◆ Brief a: Format the rows, everything from the start of the rows down to the line containing "[(46, 65), (58, 74)]", as a Markdown table with the columns Row and Line, where Row numbers each line and Line holds it. Omit blank lines and leave the pictures out.

◆ Selected extract:

───

Jim adds: On Banjo Tramp, Gus Meade's book lists an unissued Gennett recording of a song with that name, recorded in 1929 by Cecil Vaughn. I have no idea if it is the same melody that we play in a jam, but supports the supposition that our version started as a song.

Cal State Fresno's website has this citation of a song with this name, but not the complete lyrics
Crook Brothers Breakdown Hubie says: The Crook Brothers were an old-time band that was a fixture on the Grand Ole Opry, for many years. I only have this tune on a cassette copy of a record by Trevor and Travis Stuart on fiddle and banjo, and copied it to one of my "tunes to learn" tapes. It was played at the Fiddler's Grove Festival in 1999 by the Grayson Highlands Band and can be heard on the net as an MP-3, but I can't find any more about it. If someone has the Stuart cassette, maybe the notes say something about it?

Keith adds: The notes for the Stuart Brothers Pretty Little Widow CD say: "The Crook Brothers were stars of the Grand Ole Opry and called this tune Sally Ann. We learned it from our long time friend Faith Dominy." The CD is out of print, but Travis recently found some copies in a storage room.
Old Time Julieanne Johnson Hubie says: I'm not familiar with this title with an "Old-Time" prefix, but usually that refers to the way a tune was played in the Galax-Round Peak area along the Virginia-North Carolina border before banjo player Charlie Lowe arrived and everyone copied his new, streamlined style. Thus, we have such names as "Old-Time Sally Anne," "Old-Time Backstep Cindy," and so forth. I believe this happened while Tommy Jarrell was a young man or perhaps a child.
Railroad through the Rocky Mountains Hubie says: "Railroad through the Rocky Mountains" (no "ing") was collected on a field recording from fiddler Jim Bowles at Rock Bridge, Monroe County, Kentucky, in 1959 by folklorist D.K. Wilgus. The music was published in 2001 by another folklorist, Jeff Todd Titon in his book, Old-Time Kentucky Fiddle Tunes. Bowles said he learned it from his uncle, Wash Carter, who called it "Goin' Down to Shirley's," so it sounds to me like Bowles gave it the "Railroad" name. Bowles' original recording has been released on Marimac Cassette C-9060. The tune is similar to "Marmaduke's Hornpipe," "Grand Hornpipe," "Deer Walk" (the Doc Roberts' melody), "Rocky Mountain Goat," and "Cricket on the Hearth." (I think I like the name "Goin' down to Shirley's" best of all.)

───

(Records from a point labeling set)

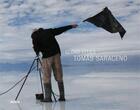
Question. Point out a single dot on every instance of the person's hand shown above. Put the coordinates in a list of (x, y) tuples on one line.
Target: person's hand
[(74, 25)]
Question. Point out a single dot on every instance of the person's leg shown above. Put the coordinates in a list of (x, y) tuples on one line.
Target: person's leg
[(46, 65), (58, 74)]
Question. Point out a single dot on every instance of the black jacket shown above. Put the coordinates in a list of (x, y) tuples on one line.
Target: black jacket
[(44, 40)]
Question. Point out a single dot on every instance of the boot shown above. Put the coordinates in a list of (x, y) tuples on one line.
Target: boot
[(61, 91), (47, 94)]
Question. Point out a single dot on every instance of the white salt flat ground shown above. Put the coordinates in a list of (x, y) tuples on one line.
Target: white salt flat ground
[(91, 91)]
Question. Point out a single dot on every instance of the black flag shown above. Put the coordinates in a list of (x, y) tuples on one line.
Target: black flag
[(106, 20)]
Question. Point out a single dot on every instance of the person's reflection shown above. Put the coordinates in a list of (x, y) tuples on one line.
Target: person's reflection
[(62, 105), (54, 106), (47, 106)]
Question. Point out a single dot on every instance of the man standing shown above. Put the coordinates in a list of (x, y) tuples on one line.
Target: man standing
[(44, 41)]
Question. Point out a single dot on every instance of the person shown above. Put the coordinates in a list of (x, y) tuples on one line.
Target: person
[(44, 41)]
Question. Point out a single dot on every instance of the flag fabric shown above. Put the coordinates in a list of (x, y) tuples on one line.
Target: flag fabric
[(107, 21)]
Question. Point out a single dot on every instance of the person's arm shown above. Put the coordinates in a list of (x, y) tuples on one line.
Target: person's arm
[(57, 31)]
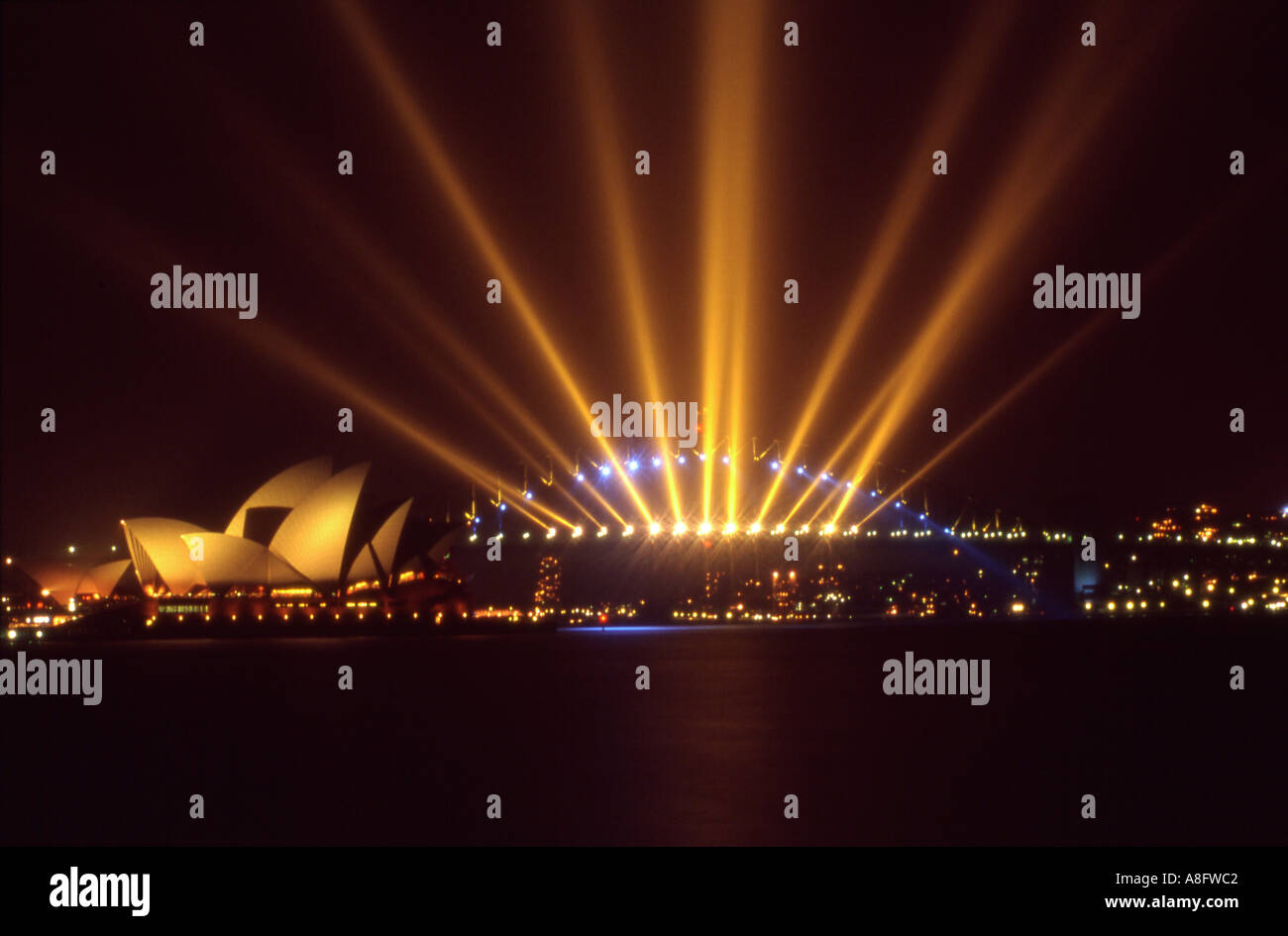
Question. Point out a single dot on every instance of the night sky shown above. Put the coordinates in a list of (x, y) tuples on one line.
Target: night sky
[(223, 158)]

───

◆ Brief b: Rewrite everything in the notes on old-time fiddle tunes from "Railroad through the Rocky Mountains Hubie" down to "best of all.)", replacing "folklorist" with "researcher".

◆ Written reply a:
| Row | Line |
|---|---|
| 1 | Question. Point out a single dot on every instance of the person's hand shown above. Put the coordinates in a list of (x, y) tuples on one line. |
| 2 | Target: person's hand |
| 3 | [(74, 25)] |
| 4 | Question. Point out a single dot on every instance of the person's leg shown above. Put the coordinates in a list of (x, y) tuples on one line. |
| 5 | Target: person's leg |
| 6 | [(46, 65), (58, 74)] |

◆ Written reply b:
Railroad through the Rocky Mountains Hubie says: "Railroad through the Rocky Mountains" (no "ing") was collected on a field recording from fiddler Jim Bowles at Rock Bridge, Monroe County, Kentucky, in 1959 by researcher D.K. Wilgus. The music was published in 2001 by another researcher, Jeff Todd Titon in his book, Old-Time Kentucky Fiddle Tunes. Bowles said he learned it from his uncle, Wash Carter, who called it "Goin' Down to Shirley's," so it sounds to me like Bowles gave it the "Railroad" name. Bowles' original recording has been released on Marimac Cassette C-9060. The tune is similar to "Marmaduke's Hornpipe," "Grand Hornpipe," "Deer Walk" (the Doc Roberts' melody), "Rocky Mountain Goat," and "Cricket on the Hearth." (I think I like the name "Goin' down to Shirley's" best of all.)